▸ **Directions for this task**
Rewrite the records below with each "white cloud" switched to "gray cloud" and everything else kept the same. Leave the pictures out.
--- Data listing ---
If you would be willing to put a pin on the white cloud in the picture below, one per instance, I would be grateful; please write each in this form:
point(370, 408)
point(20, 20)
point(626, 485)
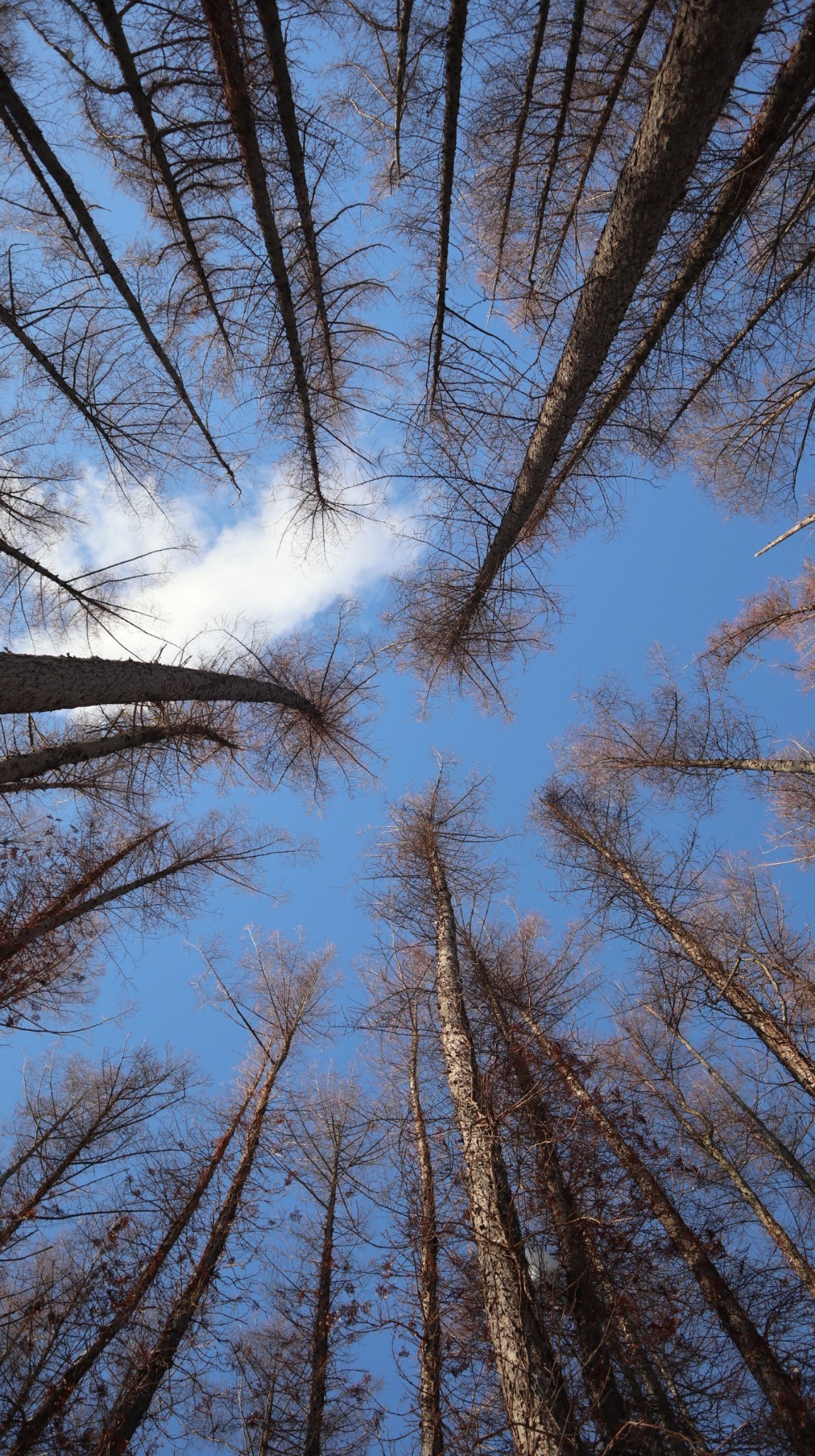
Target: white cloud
point(220, 567)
---
▸ **Exercise response**
If you would be willing to put a pin on the gray cloud in the picture below, one per instance, I would be grateful; please write each in this form:
point(370, 408)
point(20, 20)
point(626, 485)
Target: gray cloud
point(220, 567)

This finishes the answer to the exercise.